Top of MATERIALS PROVIDED
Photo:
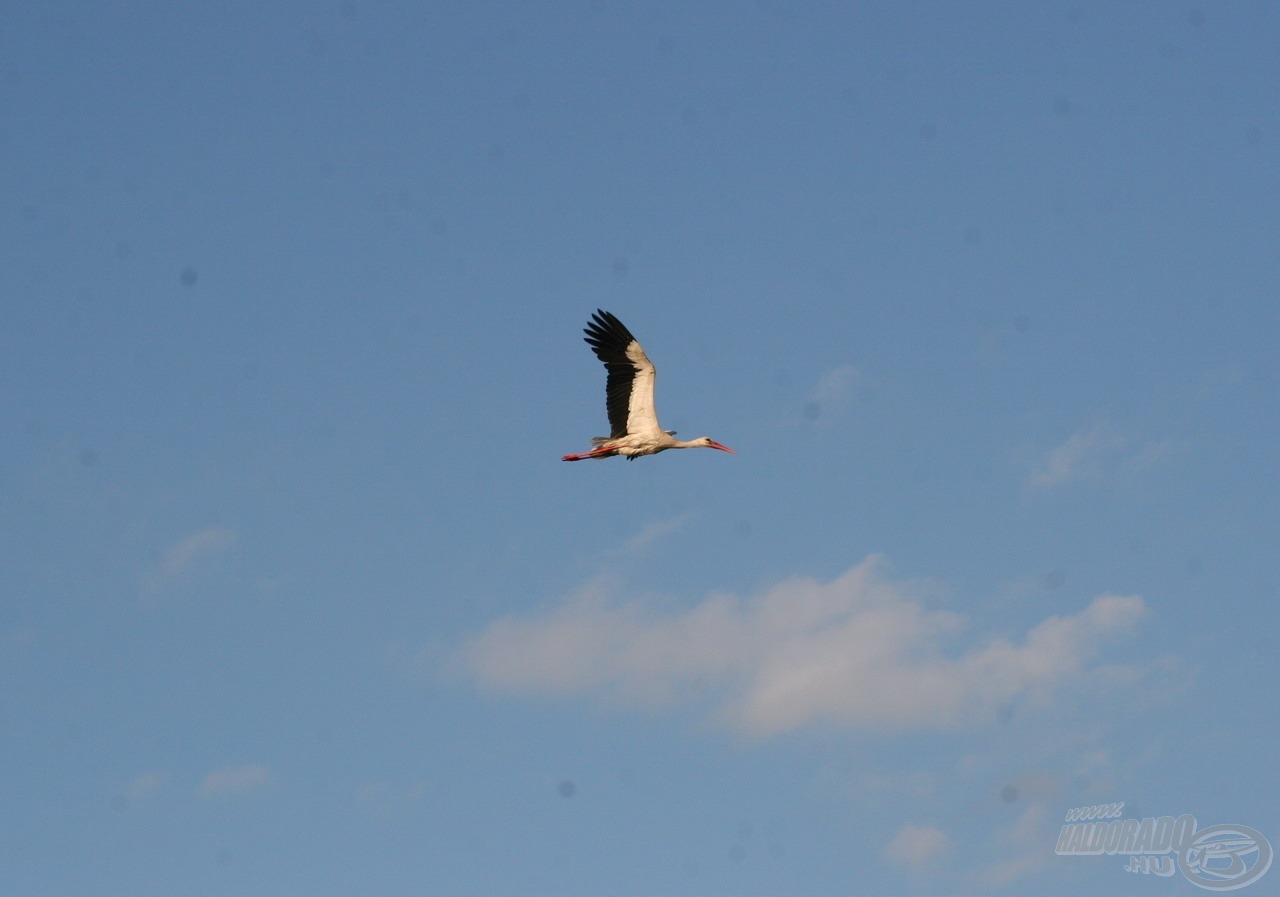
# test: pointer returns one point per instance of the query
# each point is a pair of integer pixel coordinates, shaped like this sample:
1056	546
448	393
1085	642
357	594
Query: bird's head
707	442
Bottom of MATERIALS PROVIDED
» **YOUR TASK**
Copy each line of the listing that includes "point".

» **ANSWER SPACE**
# test: pointer returns one point per instance of the query
# each point is a pair of integer pixel coordinates, shaped like this sample:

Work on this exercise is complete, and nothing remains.